TASK OBJECTIVE:
Rewrite the data from its start through the line containing "positive clicks: (81, 230)", replacing every "clicks" with "points" and leaving everything else unchanged.

(Data records)

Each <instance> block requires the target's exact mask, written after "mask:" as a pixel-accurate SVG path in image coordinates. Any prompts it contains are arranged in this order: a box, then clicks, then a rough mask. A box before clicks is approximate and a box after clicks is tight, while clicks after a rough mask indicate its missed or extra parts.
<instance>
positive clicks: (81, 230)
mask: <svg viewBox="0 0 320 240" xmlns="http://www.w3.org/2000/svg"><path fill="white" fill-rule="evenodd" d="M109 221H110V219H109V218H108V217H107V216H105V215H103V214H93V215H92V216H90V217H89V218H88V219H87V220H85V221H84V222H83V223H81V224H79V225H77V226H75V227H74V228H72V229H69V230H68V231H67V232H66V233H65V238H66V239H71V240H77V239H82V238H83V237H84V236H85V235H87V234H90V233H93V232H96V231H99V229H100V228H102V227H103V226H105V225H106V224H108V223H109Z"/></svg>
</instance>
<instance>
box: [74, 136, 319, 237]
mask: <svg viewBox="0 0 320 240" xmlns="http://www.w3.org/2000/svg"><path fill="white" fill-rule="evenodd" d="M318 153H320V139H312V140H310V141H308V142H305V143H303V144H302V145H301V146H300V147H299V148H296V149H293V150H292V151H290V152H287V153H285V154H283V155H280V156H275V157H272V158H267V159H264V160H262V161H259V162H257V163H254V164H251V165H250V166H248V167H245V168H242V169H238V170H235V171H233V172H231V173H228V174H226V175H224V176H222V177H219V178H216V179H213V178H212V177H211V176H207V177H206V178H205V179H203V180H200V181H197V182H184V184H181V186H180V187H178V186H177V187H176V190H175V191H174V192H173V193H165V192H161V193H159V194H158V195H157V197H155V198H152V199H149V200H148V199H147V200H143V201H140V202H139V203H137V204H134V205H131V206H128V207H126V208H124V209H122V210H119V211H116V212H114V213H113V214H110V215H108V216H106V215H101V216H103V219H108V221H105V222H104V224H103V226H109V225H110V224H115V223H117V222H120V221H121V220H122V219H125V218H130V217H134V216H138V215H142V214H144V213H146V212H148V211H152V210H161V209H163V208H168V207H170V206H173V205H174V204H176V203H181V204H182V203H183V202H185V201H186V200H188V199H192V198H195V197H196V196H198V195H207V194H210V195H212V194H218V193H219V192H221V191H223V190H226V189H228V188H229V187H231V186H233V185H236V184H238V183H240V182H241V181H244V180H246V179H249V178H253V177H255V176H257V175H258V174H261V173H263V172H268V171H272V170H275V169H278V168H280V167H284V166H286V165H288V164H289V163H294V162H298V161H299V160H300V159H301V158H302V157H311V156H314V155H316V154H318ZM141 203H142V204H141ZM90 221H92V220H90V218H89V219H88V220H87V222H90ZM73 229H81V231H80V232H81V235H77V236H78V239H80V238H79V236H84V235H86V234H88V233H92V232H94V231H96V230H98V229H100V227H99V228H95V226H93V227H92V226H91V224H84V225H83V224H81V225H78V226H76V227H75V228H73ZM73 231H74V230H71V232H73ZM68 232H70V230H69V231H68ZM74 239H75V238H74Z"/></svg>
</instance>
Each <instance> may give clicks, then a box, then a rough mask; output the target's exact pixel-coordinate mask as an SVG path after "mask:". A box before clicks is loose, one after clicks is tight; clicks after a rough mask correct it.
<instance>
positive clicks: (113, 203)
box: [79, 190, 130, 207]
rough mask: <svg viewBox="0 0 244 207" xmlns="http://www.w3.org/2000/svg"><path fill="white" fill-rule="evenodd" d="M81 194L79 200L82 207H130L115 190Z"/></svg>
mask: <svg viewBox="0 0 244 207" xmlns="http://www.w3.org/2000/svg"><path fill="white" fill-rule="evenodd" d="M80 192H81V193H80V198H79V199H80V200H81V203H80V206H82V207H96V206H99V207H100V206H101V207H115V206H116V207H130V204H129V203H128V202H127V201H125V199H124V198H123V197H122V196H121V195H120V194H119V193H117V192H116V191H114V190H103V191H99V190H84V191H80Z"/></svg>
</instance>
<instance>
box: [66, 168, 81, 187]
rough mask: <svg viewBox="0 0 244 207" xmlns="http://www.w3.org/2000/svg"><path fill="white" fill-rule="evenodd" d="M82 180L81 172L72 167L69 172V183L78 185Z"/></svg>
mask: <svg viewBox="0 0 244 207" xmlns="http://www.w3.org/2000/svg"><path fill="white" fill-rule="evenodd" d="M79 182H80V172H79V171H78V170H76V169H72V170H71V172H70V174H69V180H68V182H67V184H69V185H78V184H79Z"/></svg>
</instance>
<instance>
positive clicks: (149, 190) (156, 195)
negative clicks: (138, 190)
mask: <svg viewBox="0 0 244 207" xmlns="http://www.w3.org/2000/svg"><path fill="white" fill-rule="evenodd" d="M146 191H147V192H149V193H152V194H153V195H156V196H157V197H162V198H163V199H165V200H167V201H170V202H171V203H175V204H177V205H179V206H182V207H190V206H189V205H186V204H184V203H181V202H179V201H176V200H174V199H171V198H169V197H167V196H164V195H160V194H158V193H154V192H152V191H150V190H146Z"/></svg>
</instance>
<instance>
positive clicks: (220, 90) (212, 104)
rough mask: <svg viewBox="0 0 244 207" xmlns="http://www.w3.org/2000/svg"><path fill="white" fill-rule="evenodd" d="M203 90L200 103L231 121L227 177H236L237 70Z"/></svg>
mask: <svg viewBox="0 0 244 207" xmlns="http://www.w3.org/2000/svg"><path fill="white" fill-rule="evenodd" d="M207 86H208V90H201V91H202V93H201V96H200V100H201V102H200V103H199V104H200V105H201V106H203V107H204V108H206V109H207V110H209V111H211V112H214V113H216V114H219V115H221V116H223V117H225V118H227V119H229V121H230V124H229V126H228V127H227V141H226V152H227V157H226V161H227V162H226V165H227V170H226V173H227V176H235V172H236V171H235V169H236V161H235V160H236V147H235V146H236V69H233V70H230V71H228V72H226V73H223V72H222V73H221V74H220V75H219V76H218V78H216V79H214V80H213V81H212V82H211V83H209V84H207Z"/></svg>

ANSWER SPACE:
Each <instance> block requires the target's exact mask, written after "mask:" as a pixel-accurate SVG path in image coordinates. Any prompts it contains are arranged in this order: a box, then points, then a rough mask. A box before points is approximate and a box after points is tight, while points after a rough mask indicate its missed or extra parts.
<instance>
positive points: (81, 230)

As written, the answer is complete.